AA7828: The Contemporary EU Syllabus Autumn 2011
The online version of this document (entitled: AA7828: The Contemporary EU), available from this link is considered to be the official version of this document.
- Coordinators: Dr Jamal Shahin and Katja Biedenkopf
- Office: PCH649
- Phone: +44785 123 5307 (SMS only)
- Email: firstname.lastname@example.org, email@example.com. Please email both coordinators in case of a general course query.
- Office hours: By appointment: generally available on Thursday afternoons before and after lectures.
- Read and re-read this syllabus very carefully.
- Failing to read the syllabus may influence your grade negatively in borderline cases.
The course provides an introduction to political science theories that influence contemporary studies of the European Union.
It begins by examining different theoretical issues in dominant political science theory, particularly those that concern the role of the state and the EU in contemporary politics. These include democracy and legitimacy, governance and bureaucracy, and institutions and ideas. The second half of the course examines a number of domains in which these concepts and insights can be brought to a greater understanding of the European Union and its activities.
Throughout, the module will have a particular focus on using methods and approaches from the disciplines of politics and international relations to explain the EU. Through this linking of theory and practice between the first and second half of the course, students will be encouraged to discuss current political problems critically and analytically. Transferable skills will be a crucial part of this course, including use of group work. The entire course will attempt to ensure collaborative learning between students.
The aims of the module are:
- To develop an understanding of the theoretical debates in contemporary European Union studies;
- To understand the role of the European Union in international relations;
- To enable students to relate these theoretical debates to current problems and issues, and to link these to the external and internal activities of the EU.
- To encourage students to engage in collaborative and participative group work.
Text and readings
Core texts are:
- Charlotte Bretherton and John Vogler (2006, 2nd edition), The European Union as a Global Actor, Routledge
- Key chapters from Ben Rosamond (2000) Theories of European Integration, Macmillan
- Articles and news items from the UvA Digital Library.
The two books for this course are available from The Athaneum, Spuistraat.
Time and place of class
Generally, classes are held every Thursday between 3pm and 6pm, in room PCH104. See the schedule (below) for more information. Classes will have a break halfway through of 15 minutes. Time will be allocated for the lecture, group work, and student presentations (where appropriate).
In addition to the office hours and other means of communication, I am available primarily through email for queries about the course. Please put [TCEU] at the beginning of your subject heading if your email relates to the course. Failure to do so may delay our responses to your question.
Preparation for class and attendance
Class attendance and participation are vitally important because of the organisation of the course. We shall take attendance and note your degree of preparation and participation. Absence or failing to read the material requested will be noted and may influence your grade negatively.
Students are required to participate in one group presentation during the course.
In class, we shall make no attempt to cover all the material in the reading lists. We shall use the limited time available in a flexible way to try to ensure that central concepts are understood. Contact time will also be used to encourage discussion and development of your own ideas. Students are strongly encouraged to come to the classroom with their own ideas for discussion.

Provided material:
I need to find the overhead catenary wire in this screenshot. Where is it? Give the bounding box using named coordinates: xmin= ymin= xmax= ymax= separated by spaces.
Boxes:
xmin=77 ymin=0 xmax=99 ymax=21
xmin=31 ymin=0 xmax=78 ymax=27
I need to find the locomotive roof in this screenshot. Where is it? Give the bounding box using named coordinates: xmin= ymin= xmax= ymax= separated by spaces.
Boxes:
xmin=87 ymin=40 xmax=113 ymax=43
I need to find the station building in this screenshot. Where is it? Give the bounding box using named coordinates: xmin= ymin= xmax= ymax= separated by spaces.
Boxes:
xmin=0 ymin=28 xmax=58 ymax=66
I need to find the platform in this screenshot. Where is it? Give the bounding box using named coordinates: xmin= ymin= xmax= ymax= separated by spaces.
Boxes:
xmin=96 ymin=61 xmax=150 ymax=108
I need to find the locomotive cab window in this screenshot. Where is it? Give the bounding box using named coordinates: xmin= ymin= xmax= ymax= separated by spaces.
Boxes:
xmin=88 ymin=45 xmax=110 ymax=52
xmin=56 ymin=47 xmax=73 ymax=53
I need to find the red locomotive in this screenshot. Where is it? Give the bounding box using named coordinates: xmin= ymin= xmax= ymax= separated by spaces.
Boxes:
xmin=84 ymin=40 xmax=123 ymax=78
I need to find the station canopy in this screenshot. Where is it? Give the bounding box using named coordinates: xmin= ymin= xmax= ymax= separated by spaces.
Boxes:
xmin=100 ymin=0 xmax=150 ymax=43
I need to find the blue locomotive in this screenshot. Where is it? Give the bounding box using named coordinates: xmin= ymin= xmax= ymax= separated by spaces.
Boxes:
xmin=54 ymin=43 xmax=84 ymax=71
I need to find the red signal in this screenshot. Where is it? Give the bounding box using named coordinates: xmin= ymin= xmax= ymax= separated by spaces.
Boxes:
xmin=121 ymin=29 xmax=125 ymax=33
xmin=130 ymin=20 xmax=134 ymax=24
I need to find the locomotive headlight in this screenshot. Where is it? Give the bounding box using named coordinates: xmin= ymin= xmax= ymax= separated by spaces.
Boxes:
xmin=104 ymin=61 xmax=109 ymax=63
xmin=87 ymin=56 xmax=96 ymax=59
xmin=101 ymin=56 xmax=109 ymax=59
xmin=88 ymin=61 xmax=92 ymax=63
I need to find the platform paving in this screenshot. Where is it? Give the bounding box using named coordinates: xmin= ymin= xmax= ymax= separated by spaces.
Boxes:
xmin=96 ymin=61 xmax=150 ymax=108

Questions on the material:
[a] Answer these from the course syllabus:
(i) In which room are classes generally held?
(ii) How long is the break halfway through each class?
(iii) What should be placed at the start of the subject heading of a course-related email?
[b] Copy out the course syllabus text from "AA7828: The Contemporary EU Syllabus" down to "general course query.".
Work only from the course syllabus.

Outputs by task:
[a]
(i) PCH104
(ii) 15 minutes
(iii) [TCEU]

[b]
AA7828: The Contemporary EU Syllabus Autumn 2011
The online version of this document (entitled: AA7828: The Contemporary EU), available from this link is considered to be the official version of this document.
- Coordinators: Dr Jamal Shahin and Katja Biedenkopf
- Office: PCH649
- Phone: +44785 123 5307 (SMS only)
- Email: firstname.lastname@example.org, email@example.com. Please email both coordinators in case of a general course query.